**SELECTED EXCERPT:**
Oral antiseptics comparisons

            A systematic review of 27 studies, 16 in vitro studies, and 11 clinical trials evaluated the antiviral effect against SARS-COV-2. Povidone-iodine, cetylpyridinium chloride, and essential oils were effective in vitro, while hydrogen peroxide, chlorhexidine digluconate, povidone-iodine, and cetylpyridinium chloride were effective in vivo (Mezarina Mendoza et al. 2022)

Conclusion

           Oropharyngeal decontamination has the potential to reduce the spread of SARS-CoV-2 infection. Several studies were analyzed and reviewed related to the use of oral and nasopharyngeal decontamination (antiseptics) to reduce the risks of infection, morbidity, and mortality of COVID-19. The evidence reviewed on nasal sprays and gargles with antiviral properties support that several commonly used antiseptics including Chlorhexidine, povidone-iodine, and essential oils-based antiseptic, can reduce SARS-CoV-2 viral load, and in some cases reduced the severity of the disease. Hydrogen peroxide mouthwash reduced viral titers in three separate strains of SARS-CoV-2 and reduced the development of ventilator-associated pneumonia. Chlorhexidine appeared to be very effective when utilized as an oral rinse. Gargling with Iodine-Povidone solution resulted in a significant drop in respiratory infections. Iodine-Povidone can reduce the amount of virus particle aerosolization before it reaches barriers and surfaces. PVP-I gargle/mouthwash is a simple, inexpensive, and safe way to reduce the risk of cross-transmission of SARS-CoV-2. Essential oils like eucalyptol have positive effects on the host respiratory system not only that it was found to be efficient in reducing and resisting the virus SARS-COV-2 and COVID-19. All these antiseptics were found effective in different study trials. Using these methods can help decrease the spread of COVID-19 and SARS-CoV-2. Oropharyngeal decontamination has shown to be a successful intervention in reducing viral load.

**EXCERPTED DATA:**
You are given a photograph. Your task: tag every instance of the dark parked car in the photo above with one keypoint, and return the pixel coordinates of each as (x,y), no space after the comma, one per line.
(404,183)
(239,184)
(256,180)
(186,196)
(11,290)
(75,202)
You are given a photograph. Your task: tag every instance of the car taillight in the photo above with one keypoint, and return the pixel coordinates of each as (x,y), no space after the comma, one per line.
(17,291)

* * *

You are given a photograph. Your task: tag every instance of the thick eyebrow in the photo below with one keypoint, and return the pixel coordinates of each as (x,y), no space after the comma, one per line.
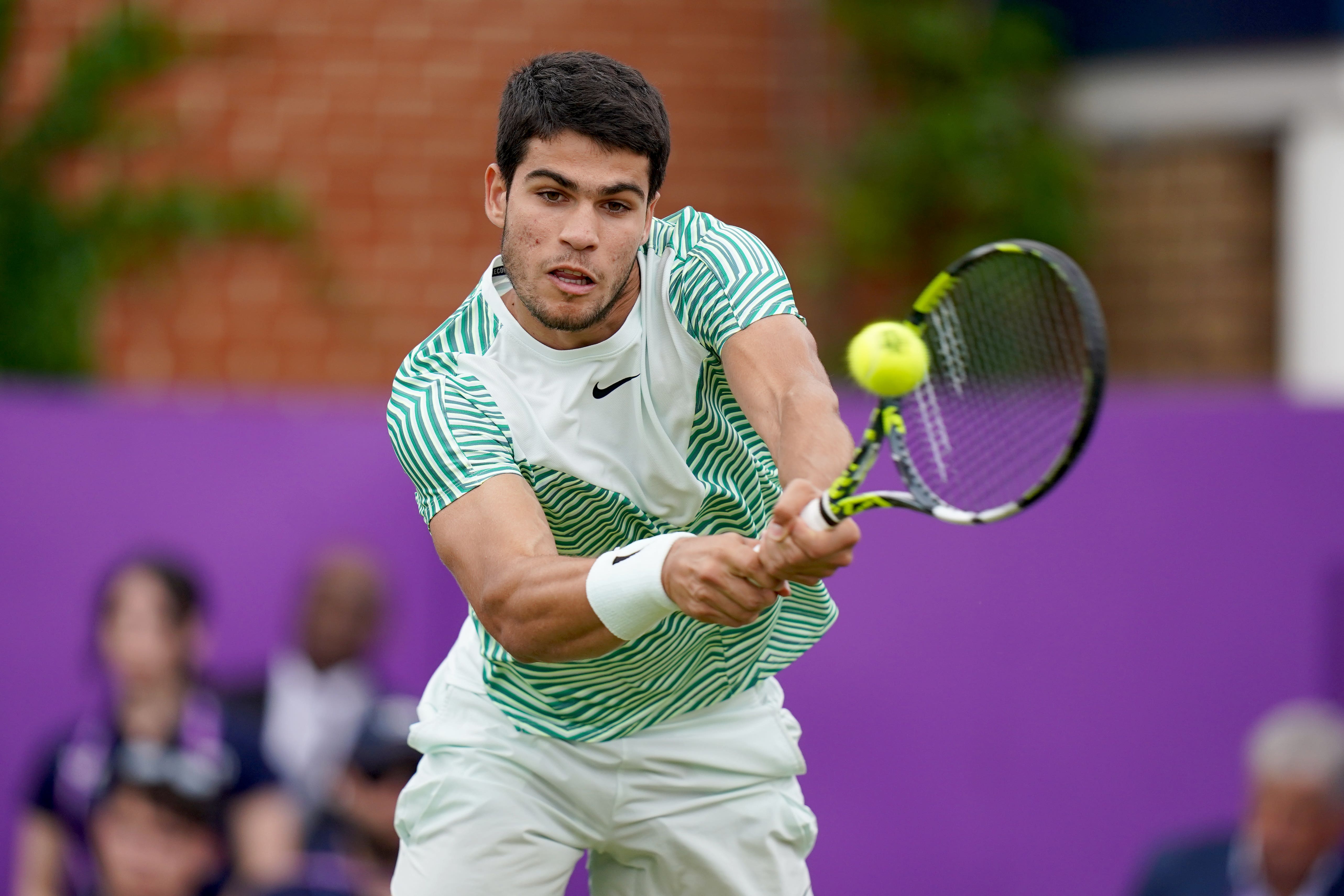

**ASSIGNMENT 1:** In the passage on oral antiseptics, how many clinical trials were part of the systematic review?
**ASSIGNMENT 2:** Say whether each statement agrees with the passage on oral antiseptics, and quote the words that decide it: (a) Essential oils were effective in vitro. (b) Hydrogen peroxide mouthwash reduced viral titers in two strains of SARS-CoV-2. (c) PVP-I gargle/mouthwash is described as an expensive measure.
**ASSIGNMENT 3:** Transcribe the part of the passage on oral antiseptics starting at "A systematic review" and ending at "et al. 2022)".

**TASK RESPONSE 1:** 11 clinical trials.

**TASK RESPONSE 2:**
(a) Yes: "Povidone-iodine, cetylpyridinium chloride, and essential oils were effective in vitro"
(b) No: "reduced viral titers in three separate strains of SARS-CoV-2"
(c) No: "a simple, inexpensive, and safe way to reduce the risk of cross-transmission of SARS-CoV-2"

**TASK RESPONSE 3:**
A systematic review of 27 studies, 16 in vitro studies, and 11 clinical trials evaluated the antiviral effect against SARS-COV-2. Povidone-iodine, cetylpyridinium chloride, and essential oils were effective in vitro, while hydrogen peroxide, chlorhexidine digluconate, povidone-iodine, and cetylpyridinium chloride were effective in vivo (Mezarina Mendoza et al. 2022)